Ana sayfa ÜlkelerKenya Sıradışı Bir Seyahat: Kenya

Sıradışı Bir Seyahat: Kenya

yazan Melis Büyükerk

Afrika benim için her zaman çok merak uyandırıcı ve heyecan verici bir kıta olmuştur. Bu yüzden Afrika’ya yaptığımız seyahatlerin her birinin yeri benim için çok ayrı. Daha önce Tanzanya’da edindiğimiz bilgiler ve biriktirdiğimiz anıların üzerine, Kenya seyahati hiç beklenmedik bir sürpriz oldu! Beklentilerimi çok yüksek tuttuğumu zannederek yola çıksam da, her şey beklediğimden çok daha güzel geçti.

Kenya ile ilgili aklınızda bulunması gerekenler ve bizim seyahatimize ilişkin tüm bilgiler aşağıda 🙂

Kenya hakkında genel bilgi:

  • Afrika kıtasının doğusunda, ekvator üzerinde yer alıyor
  • 1963 yılında İngiltere’den bağımsızlığını kazanmış
  • Başkenti ve en büyük şehri: Nairobi
  • Afrika’nın en eski yerleşim yerlerinden biri
  • Hayvan çeşitliliği bakımından dünyanın en zengin ülkelerinden bir tanesi
  • Safari için en çok tercih edilen Afrika ülkesi
  • Ülkenin adı Kenya Dağı’ndan geliyor
  • Resmi dil: Swahili
  • Para birimi: Kenya Şilini
  • Nüfus: yaklaşık 50 milyon kişi

Kenya’ya nasıl gidilir?

İstanbul’dan Nairobi’deki Jomo Kenyatta Uluslararası Havalimanı‘na direkt uçabiliyorsunuz. Uçuş yaklaşık 6-7 saat sürüyor. Biz Türk Hava Yolları ile uçtuk. Günde sadece bir uçuş olduğu için (şimdilik öyle en azından) saat seçme şansınız yok ve uçuş saati biraz kötü. İstanbul’dan akşam uçuyorsunuz ve Nairobi’ye sabah 4:30 gibi varıyorsunuz. Bizim uçağımız biraz rötar yaptığı için 5:00 civarı vardık.

Kenya’ya ne zaman gidilir?

Aslında Kenya için yüksek sezon Ocak-Mart arası ve Temmuz-Eylül arası. Mart sonundan itibaren, Nisan ve Mayıs ayları yağışlı dönem olduğu için bu aylarda Kenya’ya gitmemenizi tavsiye ederim.

Biz genellikle orta sezonda gitmeyi tercih ediyoruz çünkü doğa daha yeşil, dolayısıyla daha güzel, oluyor. Doğum zamanı olduğu için de bir sürü bebek hayvan görme şansı yakalayabiliyorsunuz. Ayrıca yüksek sezonlarda Kenya (özellikle de Masai Mara) çok kalabalık oluyor. Özellikle safarilerde bu kalabalık sizi çok etkileyebilir.

Veriler:
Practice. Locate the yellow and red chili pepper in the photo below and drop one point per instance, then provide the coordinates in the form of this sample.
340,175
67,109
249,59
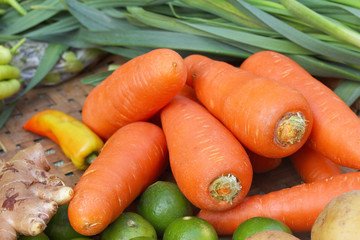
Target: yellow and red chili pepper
80,144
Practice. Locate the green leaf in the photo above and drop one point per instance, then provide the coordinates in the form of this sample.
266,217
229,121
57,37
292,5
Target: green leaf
125,52
65,24
161,39
51,56
322,68
235,36
123,3
94,19
335,29
33,18
328,50
348,91
96,78
71,39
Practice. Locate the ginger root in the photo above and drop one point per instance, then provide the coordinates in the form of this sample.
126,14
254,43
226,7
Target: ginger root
29,194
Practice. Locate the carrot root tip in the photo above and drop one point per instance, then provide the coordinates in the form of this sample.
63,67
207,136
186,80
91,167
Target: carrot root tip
225,188
290,128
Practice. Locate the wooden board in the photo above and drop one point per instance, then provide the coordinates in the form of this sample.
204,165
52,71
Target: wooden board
69,98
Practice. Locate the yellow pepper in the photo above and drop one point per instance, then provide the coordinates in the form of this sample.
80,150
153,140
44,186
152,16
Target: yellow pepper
78,142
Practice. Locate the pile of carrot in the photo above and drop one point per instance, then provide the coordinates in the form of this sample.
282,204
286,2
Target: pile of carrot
217,124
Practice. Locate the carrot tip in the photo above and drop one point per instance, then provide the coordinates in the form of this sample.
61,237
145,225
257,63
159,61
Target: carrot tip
225,188
290,128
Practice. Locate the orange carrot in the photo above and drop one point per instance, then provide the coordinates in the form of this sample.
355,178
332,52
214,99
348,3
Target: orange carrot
261,164
209,164
132,159
298,206
313,166
189,92
336,129
135,91
268,117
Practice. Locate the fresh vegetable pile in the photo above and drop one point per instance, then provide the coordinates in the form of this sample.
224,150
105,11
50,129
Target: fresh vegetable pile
203,96
202,117
322,36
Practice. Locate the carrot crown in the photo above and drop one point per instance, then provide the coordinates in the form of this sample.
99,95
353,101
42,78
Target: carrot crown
290,128
225,188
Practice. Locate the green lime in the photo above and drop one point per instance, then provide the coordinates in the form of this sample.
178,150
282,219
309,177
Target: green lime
141,238
163,202
41,236
190,228
258,224
127,226
81,239
59,227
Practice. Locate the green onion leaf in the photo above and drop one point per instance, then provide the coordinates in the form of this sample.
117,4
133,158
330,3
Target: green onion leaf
348,91
51,56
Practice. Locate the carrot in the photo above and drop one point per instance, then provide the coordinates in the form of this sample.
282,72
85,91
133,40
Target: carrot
132,158
189,92
313,166
135,91
336,128
209,164
298,206
268,117
261,164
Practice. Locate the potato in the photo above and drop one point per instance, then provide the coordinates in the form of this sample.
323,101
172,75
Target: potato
272,235
340,219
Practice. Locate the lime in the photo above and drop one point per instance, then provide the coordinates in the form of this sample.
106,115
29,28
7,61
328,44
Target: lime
127,226
41,236
141,238
81,238
258,224
59,227
190,228
163,202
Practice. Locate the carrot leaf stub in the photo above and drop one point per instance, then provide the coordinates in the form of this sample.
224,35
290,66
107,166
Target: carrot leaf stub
225,188
290,129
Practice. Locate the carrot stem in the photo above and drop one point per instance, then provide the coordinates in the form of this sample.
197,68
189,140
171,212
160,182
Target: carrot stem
225,188
290,129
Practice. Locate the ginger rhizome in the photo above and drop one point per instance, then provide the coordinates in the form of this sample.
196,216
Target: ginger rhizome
29,193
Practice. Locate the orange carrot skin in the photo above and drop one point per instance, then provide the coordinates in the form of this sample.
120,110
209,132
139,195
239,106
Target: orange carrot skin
261,164
248,105
132,159
313,166
135,91
298,206
200,150
336,128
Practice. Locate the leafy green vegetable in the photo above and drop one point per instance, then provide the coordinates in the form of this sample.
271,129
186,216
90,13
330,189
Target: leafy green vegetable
322,36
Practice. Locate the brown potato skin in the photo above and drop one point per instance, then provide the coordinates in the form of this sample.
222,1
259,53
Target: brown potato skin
340,219
272,235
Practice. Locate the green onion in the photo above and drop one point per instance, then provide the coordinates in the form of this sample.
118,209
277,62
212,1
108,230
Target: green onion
52,54
322,36
328,26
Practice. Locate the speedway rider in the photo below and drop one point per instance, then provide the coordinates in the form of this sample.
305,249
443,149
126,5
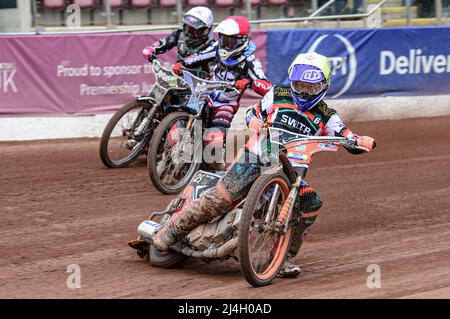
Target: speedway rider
192,37
301,108
233,59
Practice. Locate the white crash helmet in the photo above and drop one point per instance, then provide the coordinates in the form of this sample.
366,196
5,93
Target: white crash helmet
197,24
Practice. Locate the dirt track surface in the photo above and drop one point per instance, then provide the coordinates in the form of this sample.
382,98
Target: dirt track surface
60,206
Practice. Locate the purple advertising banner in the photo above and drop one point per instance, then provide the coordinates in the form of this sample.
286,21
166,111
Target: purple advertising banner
79,74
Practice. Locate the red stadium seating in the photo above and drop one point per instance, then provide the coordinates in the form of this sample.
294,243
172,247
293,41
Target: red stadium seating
167,3
225,3
54,4
273,3
140,4
85,4
194,3
115,4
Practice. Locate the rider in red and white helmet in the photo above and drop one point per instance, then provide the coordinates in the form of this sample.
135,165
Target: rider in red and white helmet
233,59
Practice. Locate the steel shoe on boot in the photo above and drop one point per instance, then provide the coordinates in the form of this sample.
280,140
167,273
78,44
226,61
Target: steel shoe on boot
289,269
140,245
166,237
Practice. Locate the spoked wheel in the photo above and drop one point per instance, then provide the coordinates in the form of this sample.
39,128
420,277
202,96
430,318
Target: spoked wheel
121,144
170,159
262,250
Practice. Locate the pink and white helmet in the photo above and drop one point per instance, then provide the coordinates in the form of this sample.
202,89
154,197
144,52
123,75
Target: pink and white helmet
234,36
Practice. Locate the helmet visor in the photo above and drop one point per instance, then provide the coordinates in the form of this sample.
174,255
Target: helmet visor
195,33
301,87
230,42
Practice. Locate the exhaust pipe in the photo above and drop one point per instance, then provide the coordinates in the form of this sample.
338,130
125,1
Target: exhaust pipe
147,229
219,252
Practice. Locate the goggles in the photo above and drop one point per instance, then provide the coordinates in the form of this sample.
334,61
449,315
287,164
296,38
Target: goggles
308,88
231,42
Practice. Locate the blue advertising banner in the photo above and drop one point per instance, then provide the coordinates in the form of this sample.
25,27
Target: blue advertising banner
369,62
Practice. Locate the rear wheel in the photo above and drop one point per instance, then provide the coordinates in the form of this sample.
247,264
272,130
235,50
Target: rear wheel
262,250
170,159
120,144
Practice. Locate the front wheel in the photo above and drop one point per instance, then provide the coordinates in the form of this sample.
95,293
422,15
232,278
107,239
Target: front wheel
171,155
120,143
262,250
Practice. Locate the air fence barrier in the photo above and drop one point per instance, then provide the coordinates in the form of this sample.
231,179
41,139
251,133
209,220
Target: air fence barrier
68,85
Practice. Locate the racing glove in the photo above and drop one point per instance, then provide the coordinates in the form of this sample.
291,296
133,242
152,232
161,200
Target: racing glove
176,68
261,86
149,53
366,142
242,84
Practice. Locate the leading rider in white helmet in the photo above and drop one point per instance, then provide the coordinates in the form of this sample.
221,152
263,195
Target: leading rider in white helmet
193,36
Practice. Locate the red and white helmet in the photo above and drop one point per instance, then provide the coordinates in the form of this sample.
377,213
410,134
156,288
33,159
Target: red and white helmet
234,36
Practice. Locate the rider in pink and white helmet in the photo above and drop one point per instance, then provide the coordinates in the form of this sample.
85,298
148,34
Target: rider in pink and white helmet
234,39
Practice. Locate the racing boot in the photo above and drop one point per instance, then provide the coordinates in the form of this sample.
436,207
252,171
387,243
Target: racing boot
140,245
290,269
166,237
309,204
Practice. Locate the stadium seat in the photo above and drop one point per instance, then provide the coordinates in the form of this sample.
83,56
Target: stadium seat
256,4
279,3
54,4
195,3
57,6
140,4
230,4
167,3
88,5
117,5
224,3
85,4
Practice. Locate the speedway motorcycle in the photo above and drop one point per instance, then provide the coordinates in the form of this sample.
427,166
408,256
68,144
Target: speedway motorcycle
257,231
128,132
175,151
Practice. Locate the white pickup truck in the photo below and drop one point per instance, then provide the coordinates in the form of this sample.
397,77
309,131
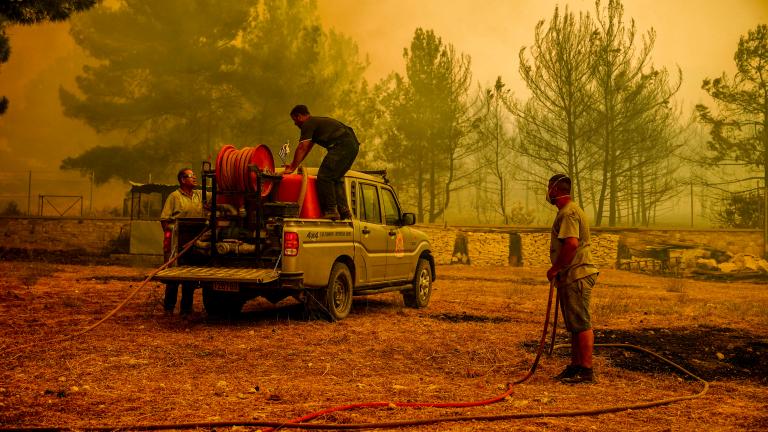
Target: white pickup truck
261,247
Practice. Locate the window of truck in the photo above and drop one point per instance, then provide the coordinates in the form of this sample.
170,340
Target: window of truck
391,210
371,210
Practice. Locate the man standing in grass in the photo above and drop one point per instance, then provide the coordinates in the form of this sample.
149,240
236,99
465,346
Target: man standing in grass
574,274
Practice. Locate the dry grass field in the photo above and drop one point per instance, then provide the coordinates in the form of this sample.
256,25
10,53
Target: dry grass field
479,333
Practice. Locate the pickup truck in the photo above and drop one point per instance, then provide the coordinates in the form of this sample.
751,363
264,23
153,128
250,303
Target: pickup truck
253,246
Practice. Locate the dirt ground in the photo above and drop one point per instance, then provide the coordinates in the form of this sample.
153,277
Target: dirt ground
479,333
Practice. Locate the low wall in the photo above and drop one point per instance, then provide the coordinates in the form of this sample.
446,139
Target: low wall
84,235
487,246
493,245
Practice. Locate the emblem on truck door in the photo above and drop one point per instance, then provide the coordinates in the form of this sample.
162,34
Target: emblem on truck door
399,245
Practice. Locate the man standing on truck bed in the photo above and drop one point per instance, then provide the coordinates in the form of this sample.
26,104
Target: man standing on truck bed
574,274
342,145
186,201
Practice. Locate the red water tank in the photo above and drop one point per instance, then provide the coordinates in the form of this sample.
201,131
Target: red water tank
289,189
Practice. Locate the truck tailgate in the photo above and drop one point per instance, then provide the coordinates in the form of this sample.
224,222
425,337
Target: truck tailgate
216,274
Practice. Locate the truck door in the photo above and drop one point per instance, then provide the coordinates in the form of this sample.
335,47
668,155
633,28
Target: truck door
373,234
401,263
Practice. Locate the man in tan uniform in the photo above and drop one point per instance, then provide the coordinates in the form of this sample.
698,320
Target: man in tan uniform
183,202
574,275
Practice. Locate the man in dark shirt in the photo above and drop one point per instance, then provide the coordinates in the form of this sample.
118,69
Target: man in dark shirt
342,145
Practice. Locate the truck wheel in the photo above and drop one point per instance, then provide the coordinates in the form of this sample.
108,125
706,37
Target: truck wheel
418,295
222,304
334,301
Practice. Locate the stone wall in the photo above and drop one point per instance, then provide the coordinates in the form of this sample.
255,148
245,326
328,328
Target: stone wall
90,236
492,246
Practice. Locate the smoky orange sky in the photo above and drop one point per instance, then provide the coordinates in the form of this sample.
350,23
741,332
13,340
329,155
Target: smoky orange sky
699,36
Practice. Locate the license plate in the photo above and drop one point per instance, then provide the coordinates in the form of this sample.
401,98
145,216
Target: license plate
226,286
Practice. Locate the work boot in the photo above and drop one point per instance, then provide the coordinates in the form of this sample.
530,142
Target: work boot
331,214
583,376
569,372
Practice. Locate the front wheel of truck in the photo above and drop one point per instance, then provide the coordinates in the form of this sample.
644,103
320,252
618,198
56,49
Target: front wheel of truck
417,296
333,302
222,304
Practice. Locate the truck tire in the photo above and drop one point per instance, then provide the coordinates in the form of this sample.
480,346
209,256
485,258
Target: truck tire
418,295
333,302
221,304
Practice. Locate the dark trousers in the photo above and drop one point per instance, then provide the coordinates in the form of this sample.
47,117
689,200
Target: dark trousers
187,297
330,176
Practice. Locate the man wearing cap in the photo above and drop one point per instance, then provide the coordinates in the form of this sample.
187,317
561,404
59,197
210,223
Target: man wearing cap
342,146
186,201
574,274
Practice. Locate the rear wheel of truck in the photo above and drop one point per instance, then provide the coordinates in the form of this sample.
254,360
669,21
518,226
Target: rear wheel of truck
222,304
334,301
418,295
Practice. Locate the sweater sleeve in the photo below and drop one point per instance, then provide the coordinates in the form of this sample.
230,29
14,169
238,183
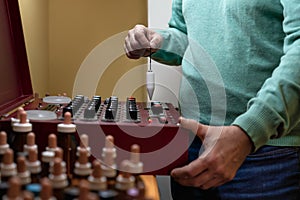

Alıştırmalar:
1. Kenya seyahati metnine göre İstanbul'dan Nairobi'ye uçuş yaklaşık kaç saat sürüyor?
2. Kenya seyahati metninde orta sezonda gitmenin neden tercih edildiğini bir ila üç cümleyle açıklayın.
3. Kenya seyahati metnindeki "İstanbul’dan akşam uçuyorsunuz ve Nairobi’ye sabah 4:30 gibi varıyorsunuz." cümlesini İngilizceye çevirin.

Yanıtlar:
1. Yaklaşık 6-7 saat sürüyor.

2. Orta sezonda doğa daha yeşil, dolayısıyla daha güzel oluyor. Doğum zamanı olduğu için çok sayıda bebek hayvan görme şansı da yakalanabiliyor. Ayrıca yüksek sezonlarda Kenya, özellikle de Masai Mara, çok kalabalık oluyor ve bu kalabalık özellikle safarilerde insanı çok etkileyebiliyor.

3. You fly out of Istanbul in the evening and arrive in Nairobi at around 4:30 in the morning.